What the exercise asks: Every line of the data that includes "wall" should be copied out.

The records:

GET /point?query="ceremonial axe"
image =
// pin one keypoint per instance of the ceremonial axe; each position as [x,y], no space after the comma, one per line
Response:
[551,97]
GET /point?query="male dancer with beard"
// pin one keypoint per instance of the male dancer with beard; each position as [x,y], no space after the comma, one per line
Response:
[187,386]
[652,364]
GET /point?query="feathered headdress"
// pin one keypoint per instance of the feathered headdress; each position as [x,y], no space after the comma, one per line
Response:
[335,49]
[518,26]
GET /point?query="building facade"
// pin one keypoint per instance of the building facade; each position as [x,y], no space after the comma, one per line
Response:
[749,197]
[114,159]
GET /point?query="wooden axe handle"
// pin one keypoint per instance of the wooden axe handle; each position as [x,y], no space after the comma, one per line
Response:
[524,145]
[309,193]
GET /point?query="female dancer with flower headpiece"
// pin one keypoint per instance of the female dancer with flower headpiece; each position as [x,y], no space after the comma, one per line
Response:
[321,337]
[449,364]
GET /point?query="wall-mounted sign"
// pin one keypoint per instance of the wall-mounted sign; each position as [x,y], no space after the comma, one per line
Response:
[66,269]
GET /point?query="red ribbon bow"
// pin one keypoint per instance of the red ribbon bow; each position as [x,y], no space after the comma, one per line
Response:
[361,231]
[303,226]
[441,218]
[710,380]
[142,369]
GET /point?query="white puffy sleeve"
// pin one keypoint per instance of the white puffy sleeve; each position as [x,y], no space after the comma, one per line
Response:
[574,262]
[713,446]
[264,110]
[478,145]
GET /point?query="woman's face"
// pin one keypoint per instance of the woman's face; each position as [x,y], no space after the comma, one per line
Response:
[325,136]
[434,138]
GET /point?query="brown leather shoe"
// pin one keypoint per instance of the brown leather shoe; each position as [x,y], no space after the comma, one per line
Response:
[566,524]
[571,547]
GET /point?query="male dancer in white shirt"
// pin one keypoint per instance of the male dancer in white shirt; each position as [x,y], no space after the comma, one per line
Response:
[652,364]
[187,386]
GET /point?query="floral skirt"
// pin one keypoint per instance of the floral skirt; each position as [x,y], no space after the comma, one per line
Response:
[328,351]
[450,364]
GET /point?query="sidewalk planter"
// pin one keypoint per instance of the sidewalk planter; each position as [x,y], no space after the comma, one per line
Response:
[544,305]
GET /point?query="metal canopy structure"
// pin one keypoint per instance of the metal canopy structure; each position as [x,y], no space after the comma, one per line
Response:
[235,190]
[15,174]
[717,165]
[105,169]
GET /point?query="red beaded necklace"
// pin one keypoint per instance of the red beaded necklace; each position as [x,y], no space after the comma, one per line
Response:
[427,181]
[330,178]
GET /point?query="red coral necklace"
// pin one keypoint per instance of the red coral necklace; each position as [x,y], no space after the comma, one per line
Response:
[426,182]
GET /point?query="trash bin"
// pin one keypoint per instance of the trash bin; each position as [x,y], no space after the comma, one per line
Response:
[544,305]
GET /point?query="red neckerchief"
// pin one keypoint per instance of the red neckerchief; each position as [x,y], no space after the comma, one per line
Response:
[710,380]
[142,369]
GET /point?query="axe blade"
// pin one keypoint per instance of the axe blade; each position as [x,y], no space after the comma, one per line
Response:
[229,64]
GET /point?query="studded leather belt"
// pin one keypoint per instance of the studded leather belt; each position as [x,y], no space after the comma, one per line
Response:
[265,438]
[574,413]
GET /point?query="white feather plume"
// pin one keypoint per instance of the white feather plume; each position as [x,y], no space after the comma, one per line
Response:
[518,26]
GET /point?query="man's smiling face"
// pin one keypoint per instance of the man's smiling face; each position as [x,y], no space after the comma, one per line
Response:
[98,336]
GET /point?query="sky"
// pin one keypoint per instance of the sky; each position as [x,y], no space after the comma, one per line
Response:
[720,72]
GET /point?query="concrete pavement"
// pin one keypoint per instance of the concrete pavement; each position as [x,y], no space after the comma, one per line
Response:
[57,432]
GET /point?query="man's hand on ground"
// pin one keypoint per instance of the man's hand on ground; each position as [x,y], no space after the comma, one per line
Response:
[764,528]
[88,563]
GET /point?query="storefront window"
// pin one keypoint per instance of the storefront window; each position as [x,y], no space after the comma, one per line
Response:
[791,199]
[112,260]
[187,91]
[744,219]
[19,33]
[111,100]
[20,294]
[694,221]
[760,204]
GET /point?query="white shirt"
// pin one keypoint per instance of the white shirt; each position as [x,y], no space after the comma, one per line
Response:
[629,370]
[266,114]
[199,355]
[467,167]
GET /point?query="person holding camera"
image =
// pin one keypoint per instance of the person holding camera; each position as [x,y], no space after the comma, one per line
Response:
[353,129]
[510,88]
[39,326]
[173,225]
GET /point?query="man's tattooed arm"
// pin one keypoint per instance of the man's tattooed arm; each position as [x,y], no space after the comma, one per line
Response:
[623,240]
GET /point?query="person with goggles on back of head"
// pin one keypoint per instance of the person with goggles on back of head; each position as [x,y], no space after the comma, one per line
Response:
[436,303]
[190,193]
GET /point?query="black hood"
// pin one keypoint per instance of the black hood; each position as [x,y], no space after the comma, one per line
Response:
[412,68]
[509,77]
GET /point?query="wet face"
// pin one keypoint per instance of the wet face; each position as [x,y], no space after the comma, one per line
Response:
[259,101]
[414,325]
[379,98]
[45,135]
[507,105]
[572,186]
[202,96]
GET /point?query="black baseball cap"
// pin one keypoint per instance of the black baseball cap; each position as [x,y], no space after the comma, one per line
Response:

* * *

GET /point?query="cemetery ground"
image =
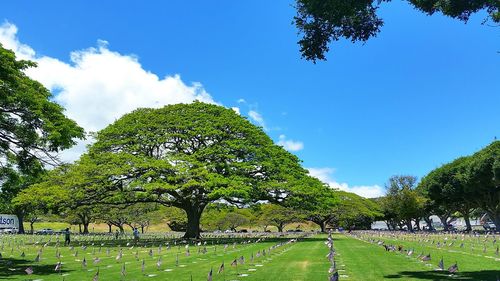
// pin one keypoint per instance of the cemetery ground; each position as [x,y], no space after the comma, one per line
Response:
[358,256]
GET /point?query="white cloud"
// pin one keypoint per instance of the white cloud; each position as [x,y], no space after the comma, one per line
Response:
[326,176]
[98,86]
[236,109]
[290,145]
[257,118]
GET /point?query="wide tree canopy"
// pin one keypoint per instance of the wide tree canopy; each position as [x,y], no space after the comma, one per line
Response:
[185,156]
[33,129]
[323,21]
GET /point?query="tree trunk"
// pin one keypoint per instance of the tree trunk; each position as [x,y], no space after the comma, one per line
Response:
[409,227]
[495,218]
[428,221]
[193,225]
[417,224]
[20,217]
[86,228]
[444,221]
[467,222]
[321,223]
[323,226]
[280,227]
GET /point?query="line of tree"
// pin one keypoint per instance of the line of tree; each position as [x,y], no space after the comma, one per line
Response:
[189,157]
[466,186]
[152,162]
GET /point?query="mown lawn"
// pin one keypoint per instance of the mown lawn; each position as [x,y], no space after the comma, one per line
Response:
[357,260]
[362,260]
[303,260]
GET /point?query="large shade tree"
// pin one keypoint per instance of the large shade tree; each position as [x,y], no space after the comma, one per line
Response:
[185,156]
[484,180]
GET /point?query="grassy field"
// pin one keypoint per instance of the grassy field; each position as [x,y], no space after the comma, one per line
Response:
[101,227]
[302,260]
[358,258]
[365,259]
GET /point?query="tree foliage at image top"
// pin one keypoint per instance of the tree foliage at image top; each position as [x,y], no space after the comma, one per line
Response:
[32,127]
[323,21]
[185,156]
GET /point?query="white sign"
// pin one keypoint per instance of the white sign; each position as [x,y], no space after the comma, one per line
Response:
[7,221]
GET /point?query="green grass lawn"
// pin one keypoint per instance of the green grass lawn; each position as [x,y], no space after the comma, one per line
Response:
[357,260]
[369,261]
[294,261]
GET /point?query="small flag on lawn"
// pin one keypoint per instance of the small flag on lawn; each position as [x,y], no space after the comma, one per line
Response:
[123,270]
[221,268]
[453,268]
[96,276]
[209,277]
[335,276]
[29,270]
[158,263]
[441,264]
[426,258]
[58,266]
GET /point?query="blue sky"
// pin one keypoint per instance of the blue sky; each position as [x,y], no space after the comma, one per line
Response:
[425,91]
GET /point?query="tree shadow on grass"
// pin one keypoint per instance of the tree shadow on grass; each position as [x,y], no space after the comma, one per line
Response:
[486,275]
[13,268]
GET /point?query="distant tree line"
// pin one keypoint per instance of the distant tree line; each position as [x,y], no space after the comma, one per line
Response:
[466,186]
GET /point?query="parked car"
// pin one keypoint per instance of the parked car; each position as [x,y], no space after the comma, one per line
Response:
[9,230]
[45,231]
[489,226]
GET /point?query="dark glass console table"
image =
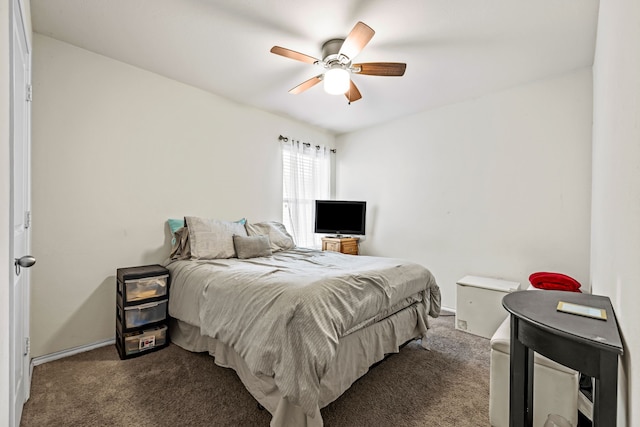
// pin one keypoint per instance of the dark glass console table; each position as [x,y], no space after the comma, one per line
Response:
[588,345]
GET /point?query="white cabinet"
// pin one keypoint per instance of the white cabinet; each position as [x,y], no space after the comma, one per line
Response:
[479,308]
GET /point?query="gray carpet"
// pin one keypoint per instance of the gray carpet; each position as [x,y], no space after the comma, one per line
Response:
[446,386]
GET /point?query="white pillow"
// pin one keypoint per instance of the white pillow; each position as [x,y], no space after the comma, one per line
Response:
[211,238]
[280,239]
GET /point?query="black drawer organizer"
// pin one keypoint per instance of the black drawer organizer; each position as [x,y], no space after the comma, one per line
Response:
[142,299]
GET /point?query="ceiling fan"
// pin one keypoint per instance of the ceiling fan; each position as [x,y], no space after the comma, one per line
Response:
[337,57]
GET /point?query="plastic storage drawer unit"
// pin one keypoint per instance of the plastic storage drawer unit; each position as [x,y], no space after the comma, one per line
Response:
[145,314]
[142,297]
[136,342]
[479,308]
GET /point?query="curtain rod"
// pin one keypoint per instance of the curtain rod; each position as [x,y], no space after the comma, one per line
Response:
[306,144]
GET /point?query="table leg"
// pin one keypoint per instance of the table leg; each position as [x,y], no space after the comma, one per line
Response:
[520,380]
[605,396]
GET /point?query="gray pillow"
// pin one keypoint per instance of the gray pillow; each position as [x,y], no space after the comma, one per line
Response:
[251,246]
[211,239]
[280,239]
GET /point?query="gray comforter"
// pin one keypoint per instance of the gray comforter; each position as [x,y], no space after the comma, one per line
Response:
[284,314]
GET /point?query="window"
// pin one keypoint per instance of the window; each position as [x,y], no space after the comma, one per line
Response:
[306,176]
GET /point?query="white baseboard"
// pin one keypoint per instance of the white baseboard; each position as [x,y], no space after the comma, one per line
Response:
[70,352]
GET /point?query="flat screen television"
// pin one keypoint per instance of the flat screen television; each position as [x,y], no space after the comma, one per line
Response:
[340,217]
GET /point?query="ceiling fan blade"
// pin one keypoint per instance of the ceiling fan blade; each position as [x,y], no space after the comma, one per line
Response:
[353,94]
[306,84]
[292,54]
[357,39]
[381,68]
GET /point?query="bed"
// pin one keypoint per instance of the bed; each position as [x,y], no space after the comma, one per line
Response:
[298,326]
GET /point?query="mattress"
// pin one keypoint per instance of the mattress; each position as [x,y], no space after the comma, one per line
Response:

--

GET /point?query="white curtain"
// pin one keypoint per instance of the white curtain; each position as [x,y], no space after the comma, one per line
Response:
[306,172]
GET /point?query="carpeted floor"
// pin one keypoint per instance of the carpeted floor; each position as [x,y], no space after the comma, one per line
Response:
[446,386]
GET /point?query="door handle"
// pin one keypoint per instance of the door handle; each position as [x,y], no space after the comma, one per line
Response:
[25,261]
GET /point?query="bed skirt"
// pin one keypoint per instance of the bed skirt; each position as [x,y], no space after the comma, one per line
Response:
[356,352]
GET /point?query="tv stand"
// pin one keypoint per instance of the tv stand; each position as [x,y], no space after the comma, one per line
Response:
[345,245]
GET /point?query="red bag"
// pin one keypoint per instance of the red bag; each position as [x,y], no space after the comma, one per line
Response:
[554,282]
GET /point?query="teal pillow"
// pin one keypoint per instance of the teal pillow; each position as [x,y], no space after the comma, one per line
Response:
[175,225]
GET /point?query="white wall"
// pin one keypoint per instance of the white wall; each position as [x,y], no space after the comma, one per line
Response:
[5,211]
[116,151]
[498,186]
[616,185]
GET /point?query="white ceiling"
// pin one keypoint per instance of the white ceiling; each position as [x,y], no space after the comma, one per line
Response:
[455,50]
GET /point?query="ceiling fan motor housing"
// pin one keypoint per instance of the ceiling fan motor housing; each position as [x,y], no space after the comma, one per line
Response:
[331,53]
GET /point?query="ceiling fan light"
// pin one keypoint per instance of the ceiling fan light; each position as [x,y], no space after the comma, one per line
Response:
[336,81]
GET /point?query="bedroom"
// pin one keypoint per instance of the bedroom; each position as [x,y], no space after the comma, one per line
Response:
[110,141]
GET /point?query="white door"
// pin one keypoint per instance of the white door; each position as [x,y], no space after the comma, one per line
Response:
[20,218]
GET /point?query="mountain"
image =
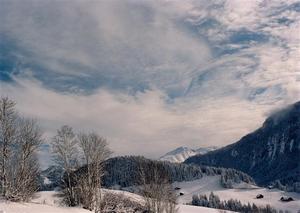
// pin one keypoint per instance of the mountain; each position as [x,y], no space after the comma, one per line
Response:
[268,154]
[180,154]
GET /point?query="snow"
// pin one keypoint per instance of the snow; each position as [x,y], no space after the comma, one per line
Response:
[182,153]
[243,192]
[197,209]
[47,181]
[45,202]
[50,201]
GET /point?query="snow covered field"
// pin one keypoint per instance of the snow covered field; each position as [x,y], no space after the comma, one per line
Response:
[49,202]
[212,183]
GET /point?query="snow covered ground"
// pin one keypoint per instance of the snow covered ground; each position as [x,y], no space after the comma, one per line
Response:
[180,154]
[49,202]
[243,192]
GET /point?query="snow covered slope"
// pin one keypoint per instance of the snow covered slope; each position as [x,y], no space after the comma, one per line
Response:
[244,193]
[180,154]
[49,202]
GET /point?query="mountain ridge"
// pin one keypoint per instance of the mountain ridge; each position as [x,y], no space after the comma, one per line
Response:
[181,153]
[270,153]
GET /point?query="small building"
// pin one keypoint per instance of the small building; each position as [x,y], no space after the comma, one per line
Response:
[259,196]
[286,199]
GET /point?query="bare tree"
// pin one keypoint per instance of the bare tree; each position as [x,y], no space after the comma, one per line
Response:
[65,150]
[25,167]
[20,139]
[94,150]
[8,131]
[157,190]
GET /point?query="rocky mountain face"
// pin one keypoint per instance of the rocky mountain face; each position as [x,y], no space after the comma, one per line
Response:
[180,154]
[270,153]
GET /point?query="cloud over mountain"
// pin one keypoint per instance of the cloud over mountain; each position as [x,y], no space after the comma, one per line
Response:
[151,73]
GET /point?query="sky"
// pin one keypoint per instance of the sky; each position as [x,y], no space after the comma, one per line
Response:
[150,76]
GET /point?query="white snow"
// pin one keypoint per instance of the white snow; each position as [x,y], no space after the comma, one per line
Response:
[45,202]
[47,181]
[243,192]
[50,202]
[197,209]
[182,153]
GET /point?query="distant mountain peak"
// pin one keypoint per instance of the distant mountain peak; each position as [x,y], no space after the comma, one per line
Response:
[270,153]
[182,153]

Solution for this exercise:
GET /point?query="wall-mounted sign"
// pin one keypoint per instance of the wall-mounted sign; each position as [x,y], no space after the comma, one per line
GET /point?query="white wall"
// pin one keypoint per instance of the white wall; each position as [x,y], no space after the comma, one per line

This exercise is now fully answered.